▸ **WHAT IS BEING ASKED**:
Set down every line of the data, unchanged and complete.

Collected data

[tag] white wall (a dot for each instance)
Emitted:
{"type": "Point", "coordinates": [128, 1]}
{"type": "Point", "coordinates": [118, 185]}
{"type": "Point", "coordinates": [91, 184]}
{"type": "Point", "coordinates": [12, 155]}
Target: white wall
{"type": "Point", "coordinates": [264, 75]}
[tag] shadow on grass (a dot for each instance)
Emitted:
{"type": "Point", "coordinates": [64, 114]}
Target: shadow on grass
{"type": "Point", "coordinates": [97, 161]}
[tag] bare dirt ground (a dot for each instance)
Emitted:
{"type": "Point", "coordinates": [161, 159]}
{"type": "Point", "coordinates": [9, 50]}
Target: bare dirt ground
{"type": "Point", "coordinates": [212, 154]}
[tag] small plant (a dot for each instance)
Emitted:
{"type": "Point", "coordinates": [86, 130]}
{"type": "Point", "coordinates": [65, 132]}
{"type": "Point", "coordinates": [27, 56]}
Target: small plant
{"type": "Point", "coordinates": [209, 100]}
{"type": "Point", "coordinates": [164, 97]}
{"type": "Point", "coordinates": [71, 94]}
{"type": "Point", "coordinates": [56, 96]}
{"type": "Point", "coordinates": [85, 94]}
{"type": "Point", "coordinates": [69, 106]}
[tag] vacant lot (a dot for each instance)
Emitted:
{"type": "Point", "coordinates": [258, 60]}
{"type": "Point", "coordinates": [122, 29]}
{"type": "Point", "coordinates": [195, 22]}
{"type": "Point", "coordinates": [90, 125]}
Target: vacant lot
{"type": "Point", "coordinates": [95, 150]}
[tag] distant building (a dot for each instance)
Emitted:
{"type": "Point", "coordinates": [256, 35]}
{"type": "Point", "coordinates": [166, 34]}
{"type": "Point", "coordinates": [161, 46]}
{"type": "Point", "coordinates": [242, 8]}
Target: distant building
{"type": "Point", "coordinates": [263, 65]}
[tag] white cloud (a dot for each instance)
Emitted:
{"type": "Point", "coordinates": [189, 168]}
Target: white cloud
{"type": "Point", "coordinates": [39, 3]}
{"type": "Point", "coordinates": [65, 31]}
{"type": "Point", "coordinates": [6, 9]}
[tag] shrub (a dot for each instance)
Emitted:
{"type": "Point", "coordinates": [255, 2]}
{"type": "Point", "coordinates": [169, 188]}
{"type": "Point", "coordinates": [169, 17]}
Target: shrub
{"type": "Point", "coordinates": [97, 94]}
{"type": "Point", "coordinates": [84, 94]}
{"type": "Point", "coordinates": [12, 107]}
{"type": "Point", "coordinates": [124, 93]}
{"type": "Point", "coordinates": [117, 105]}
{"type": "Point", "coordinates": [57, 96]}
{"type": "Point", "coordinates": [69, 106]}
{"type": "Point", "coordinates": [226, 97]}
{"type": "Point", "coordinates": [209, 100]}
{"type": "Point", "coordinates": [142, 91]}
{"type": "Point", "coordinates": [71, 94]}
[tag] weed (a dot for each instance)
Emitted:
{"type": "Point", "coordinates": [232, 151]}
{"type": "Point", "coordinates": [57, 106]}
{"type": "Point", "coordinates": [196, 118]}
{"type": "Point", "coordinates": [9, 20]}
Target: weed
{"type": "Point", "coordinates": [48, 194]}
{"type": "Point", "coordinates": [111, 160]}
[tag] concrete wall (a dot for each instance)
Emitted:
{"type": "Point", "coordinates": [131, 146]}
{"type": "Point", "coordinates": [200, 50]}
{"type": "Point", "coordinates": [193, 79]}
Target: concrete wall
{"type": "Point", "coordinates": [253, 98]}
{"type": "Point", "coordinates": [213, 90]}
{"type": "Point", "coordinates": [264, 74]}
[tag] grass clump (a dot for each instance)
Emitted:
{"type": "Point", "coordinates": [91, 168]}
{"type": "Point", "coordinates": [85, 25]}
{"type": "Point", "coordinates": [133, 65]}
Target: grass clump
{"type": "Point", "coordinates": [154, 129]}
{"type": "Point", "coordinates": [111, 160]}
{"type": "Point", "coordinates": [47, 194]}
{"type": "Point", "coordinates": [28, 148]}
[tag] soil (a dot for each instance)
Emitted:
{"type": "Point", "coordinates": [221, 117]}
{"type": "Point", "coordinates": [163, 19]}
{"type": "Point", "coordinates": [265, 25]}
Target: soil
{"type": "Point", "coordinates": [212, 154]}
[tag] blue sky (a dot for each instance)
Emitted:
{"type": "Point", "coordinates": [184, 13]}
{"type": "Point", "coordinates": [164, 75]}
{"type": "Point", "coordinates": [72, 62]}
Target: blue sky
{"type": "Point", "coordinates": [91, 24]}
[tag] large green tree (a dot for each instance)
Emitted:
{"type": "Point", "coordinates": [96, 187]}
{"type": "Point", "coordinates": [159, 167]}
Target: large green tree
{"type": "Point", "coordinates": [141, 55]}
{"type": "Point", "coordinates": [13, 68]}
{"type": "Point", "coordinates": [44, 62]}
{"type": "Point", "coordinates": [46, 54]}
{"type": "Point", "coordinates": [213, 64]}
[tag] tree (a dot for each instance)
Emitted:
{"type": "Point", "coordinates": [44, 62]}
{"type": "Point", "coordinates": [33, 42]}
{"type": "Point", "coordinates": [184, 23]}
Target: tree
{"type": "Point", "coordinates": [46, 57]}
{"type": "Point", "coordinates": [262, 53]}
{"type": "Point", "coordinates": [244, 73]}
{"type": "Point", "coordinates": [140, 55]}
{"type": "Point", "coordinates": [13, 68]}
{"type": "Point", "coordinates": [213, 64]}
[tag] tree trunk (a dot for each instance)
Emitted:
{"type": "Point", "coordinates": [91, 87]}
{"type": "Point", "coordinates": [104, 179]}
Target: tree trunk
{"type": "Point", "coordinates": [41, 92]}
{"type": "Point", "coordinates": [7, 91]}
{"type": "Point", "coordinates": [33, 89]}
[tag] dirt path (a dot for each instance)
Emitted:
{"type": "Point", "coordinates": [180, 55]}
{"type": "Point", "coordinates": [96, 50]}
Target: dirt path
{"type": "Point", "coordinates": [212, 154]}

▸ **ANSWER TO THIS PROBLEM**:
[tag] white wall (a dot for each instance)
Emitted:
{"type": "Point", "coordinates": [128, 1]}
{"type": "Point", "coordinates": [118, 185]}
{"type": "Point", "coordinates": [91, 184]}
{"type": "Point", "coordinates": [12, 155]}
Target: white wall
{"type": "Point", "coordinates": [264, 75]}
[tag] shadow on grass (a dot for each instance)
Emitted:
{"type": "Point", "coordinates": [64, 114]}
Target: shadow on grass
{"type": "Point", "coordinates": [97, 161]}
[tag] bare dirt ground (a dot for each instance)
Emitted:
{"type": "Point", "coordinates": [161, 159]}
{"type": "Point", "coordinates": [9, 50]}
Target: bare dirt ground
{"type": "Point", "coordinates": [212, 154]}
[tag] small plant (a dot for each instance)
Emitted:
{"type": "Point", "coordinates": [86, 130]}
{"type": "Point", "coordinates": [65, 132]}
{"type": "Point", "coordinates": [27, 56]}
Target: small plant
{"type": "Point", "coordinates": [209, 100]}
{"type": "Point", "coordinates": [164, 97]}
{"type": "Point", "coordinates": [71, 94]}
{"type": "Point", "coordinates": [56, 96]}
{"type": "Point", "coordinates": [85, 94]}
{"type": "Point", "coordinates": [69, 106]}
[tag] vacant lot (a dot for each instance)
Emitted:
{"type": "Point", "coordinates": [258, 60]}
{"type": "Point", "coordinates": [122, 29]}
{"type": "Point", "coordinates": [195, 22]}
{"type": "Point", "coordinates": [90, 125]}
Target: vacant lot
{"type": "Point", "coordinates": [95, 150]}
[tag] distant building (a dot for each instance)
Emitted:
{"type": "Point", "coordinates": [256, 35]}
{"type": "Point", "coordinates": [166, 34]}
{"type": "Point", "coordinates": [161, 46]}
{"type": "Point", "coordinates": [242, 8]}
Target: distant building
{"type": "Point", "coordinates": [263, 65]}
[tag] white cloud (a dot for each instance)
Emitted:
{"type": "Point", "coordinates": [189, 168]}
Target: white cloud
{"type": "Point", "coordinates": [39, 3]}
{"type": "Point", "coordinates": [65, 31]}
{"type": "Point", "coordinates": [6, 9]}
[tag] shrub (a dot for each instance)
Emitted:
{"type": "Point", "coordinates": [255, 2]}
{"type": "Point", "coordinates": [169, 188]}
{"type": "Point", "coordinates": [169, 17]}
Target: shrub
{"type": "Point", "coordinates": [97, 94]}
{"type": "Point", "coordinates": [84, 94]}
{"type": "Point", "coordinates": [12, 107]}
{"type": "Point", "coordinates": [124, 93]}
{"type": "Point", "coordinates": [117, 105]}
{"type": "Point", "coordinates": [57, 96]}
{"type": "Point", "coordinates": [69, 106]}
{"type": "Point", "coordinates": [226, 97]}
{"type": "Point", "coordinates": [209, 100]}
{"type": "Point", "coordinates": [142, 91]}
{"type": "Point", "coordinates": [71, 94]}
[tag] weed (a dot for each instance)
Emitted:
{"type": "Point", "coordinates": [232, 151]}
{"type": "Point", "coordinates": [57, 106]}
{"type": "Point", "coordinates": [196, 118]}
{"type": "Point", "coordinates": [9, 20]}
Target: weed
{"type": "Point", "coordinates": [48, 194]}
{"type": "Point", "coordinates": [111, 160]}
[tag] concrete wall (a dot for each instance)
Emitted:
{"type": "Point", "coordinates": [131, 146]}
{"type": "Point", "coordinates": [200, 50]}
{"type": "Point", "coordinates": [193, 79]}
Target: concrete wall
{"type": "Point", "coordinates": [253, 98]}
{"type": "Point", "coordinates": [213, 90]}
{"type": "Point", "coordinates": [264, 74]}
[tag] grass clump (a dot for each instance)
Emitted:
{"type": "Point", "coordinates": [91, 168]}
{"type": "Point", "coordinates": [85, 25]}
{"type": "Point", "coordinates": [133, 65]}
Target: grass clump
{"type": "Point", "coordinates": [154, 129]}
{"type": "Point", "coordinates": [111, 160]}
{"type": "Point", "coordinates": [47, 194]}
{"type": "Point", "coordinates": [28, 148]}
[tag] soil (a dot for each instance)
Emitted:
{"type": "Point", "coordinates": [221, 117]}
{"type": "Point", "coordinates": [163, 19]}
{"type": "Point", "coordinates": [265, 25]}
Target: soil
{"type": "Point", "coordinates": [212, 154]}
[tag] blue sky (a dot for each instance)
Emitted:
{"type": "Point", "coordinates": [184, 13]}
{"type": "Point", "coordinates": [164, 75]}
{"type": "Point", "coordinates": [72, 62]}
Target: blue sky
{"type": "Point", "coordinates": [91, 24]}
[tag] large green tree (a dot for each instance)
Emitted:
{"type": "Point", "coordinates": [96, 187]}
{"type": "Point", "coordinates": [159, 167]}
Target: large green tree
{"type": "Point", "coordinates": [141, 55]}
{"type": "Point", "coordinates": [13, 68]}
{"type": "Point", "coordinates": [44, 62]}
{"type": "Point", "coordinates": [46, 54]}
{"type": "Point", "coordinates": [213, 64]}
[tag] tree (a dot for each instance)
Emitted:
{"type": "Point", "coordinates": [44, 62]}
{"type": "Point", "coordinates": [33, 42]}
{"type": "Point", "coordinates": [184, 23]}
Target: tree
{"type": "Point", "coordinates": [46, 57]}
{"type": "Point", "coordinates": [262, 53]}
{"type": "Point", "coordinates": [244, 73]}
{"type": "Point", "coordinates": [140, 55]}
{"type": "Point", "coordinates": [13, 68]}
{"type": "Point", "coordinates": [213, 64]}
[tag] tree trunk (a dot for each instance)
Emitted:
{"type": "Point", "coordinates": [91, 87]}
{"type": "Point", "coordinates": [104, 179]}
Target: tree trunk
{"type": "Point", "coordinates": [41, 92]}
{"type": "Point", "coordinates": [7, 91]}
{"type": "Point", "coordinates": [33, 89]}
[tag] dirt path (a dot for each instance)
Emitted:
{"type": "Point", "coordinates": [180, 55]}
{"type": "Point", "coordinates": [96, 50]}
Target: dirt path
{"type": "Point", "coordinates": [212, 154]}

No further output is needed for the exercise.